### [GIVEN DATA]
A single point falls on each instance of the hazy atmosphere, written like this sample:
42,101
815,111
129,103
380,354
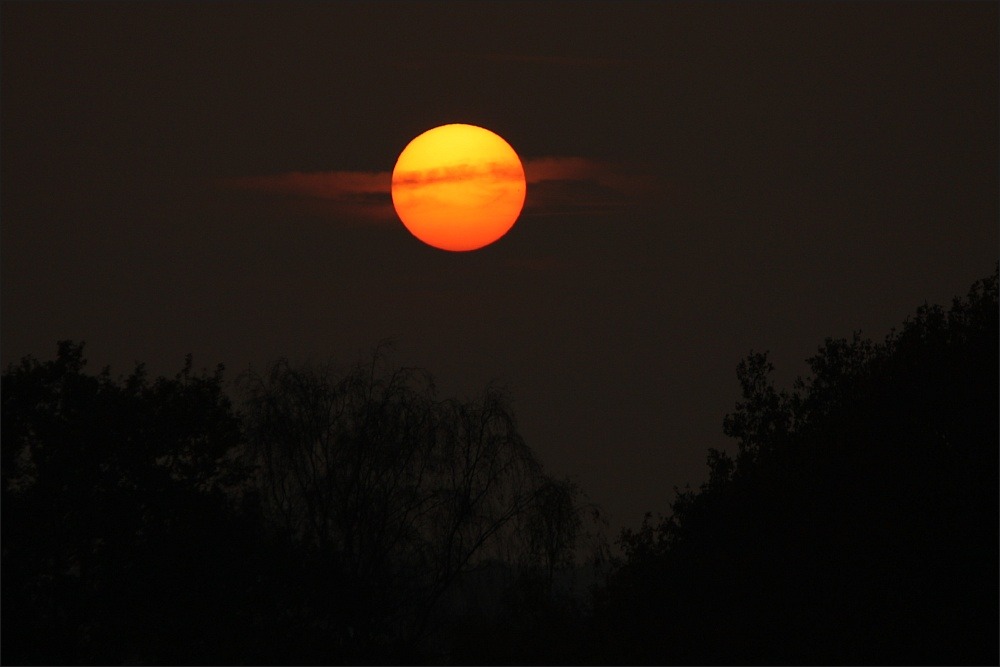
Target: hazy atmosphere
703,180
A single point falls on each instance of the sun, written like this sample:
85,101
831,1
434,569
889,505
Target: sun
458,187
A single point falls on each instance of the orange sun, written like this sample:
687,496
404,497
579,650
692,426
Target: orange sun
458,187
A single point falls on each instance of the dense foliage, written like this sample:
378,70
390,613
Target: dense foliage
857,523
335,517
352,516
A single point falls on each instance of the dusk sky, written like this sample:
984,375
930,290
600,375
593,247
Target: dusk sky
704,179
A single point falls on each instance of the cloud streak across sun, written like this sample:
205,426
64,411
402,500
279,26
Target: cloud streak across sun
557,186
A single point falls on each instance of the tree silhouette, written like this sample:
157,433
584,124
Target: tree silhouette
857,522
118,545
400,492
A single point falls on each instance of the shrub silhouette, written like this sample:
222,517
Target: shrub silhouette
857,522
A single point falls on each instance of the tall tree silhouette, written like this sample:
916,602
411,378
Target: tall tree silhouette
118,545
857,522
399,491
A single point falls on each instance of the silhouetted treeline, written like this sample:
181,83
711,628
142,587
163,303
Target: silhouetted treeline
857,523
331,516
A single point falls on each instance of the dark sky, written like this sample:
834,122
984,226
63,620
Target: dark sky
704,179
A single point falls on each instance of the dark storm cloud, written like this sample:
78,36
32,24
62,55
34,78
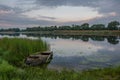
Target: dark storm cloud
12,17
103,6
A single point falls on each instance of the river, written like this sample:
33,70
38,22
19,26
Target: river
79,52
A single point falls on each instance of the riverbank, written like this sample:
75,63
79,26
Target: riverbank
72,32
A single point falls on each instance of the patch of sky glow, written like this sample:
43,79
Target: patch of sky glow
65,13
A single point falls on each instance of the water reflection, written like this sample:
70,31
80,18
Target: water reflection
110,39
81,51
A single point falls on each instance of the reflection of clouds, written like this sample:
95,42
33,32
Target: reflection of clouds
73,48
111,49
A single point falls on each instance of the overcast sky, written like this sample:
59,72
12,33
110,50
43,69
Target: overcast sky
29,13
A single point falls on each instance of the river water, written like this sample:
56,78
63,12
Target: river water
79,52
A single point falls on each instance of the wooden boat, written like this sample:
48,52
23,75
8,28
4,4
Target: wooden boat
39,58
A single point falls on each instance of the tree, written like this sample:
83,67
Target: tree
98,27
113,25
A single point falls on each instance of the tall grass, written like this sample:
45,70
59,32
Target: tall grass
15,50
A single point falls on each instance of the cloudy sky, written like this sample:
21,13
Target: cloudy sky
28,13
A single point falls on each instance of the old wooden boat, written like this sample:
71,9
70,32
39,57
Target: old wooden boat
39,58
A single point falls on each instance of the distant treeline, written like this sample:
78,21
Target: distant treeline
113,25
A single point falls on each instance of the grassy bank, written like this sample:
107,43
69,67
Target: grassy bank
13,51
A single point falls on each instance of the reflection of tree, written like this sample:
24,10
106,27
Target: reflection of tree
112,40
85,38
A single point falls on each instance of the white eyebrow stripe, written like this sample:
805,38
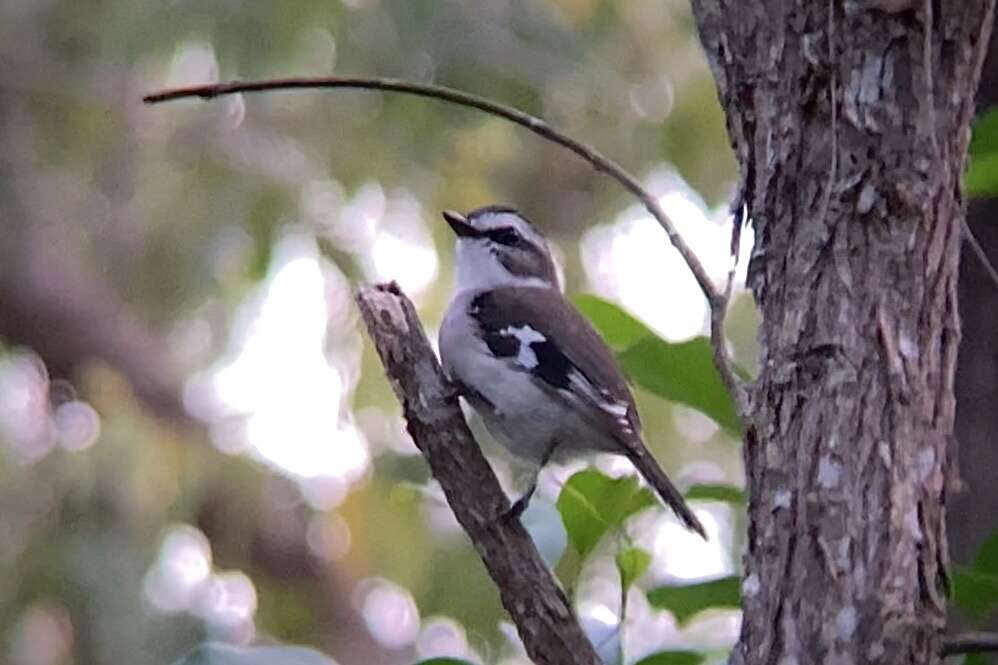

### [WORK TO DO]
Could you rewrite the records from the line holding "A single point falls on each instance of the white" through the end of the records, inclusive, with "eyebrow stripe" changed to "wing patch" and nothing else altered, leaving out the pictures?

### [RESPONSE]
A single point falls on each instance of the white wing patch, written like this sample:
805,38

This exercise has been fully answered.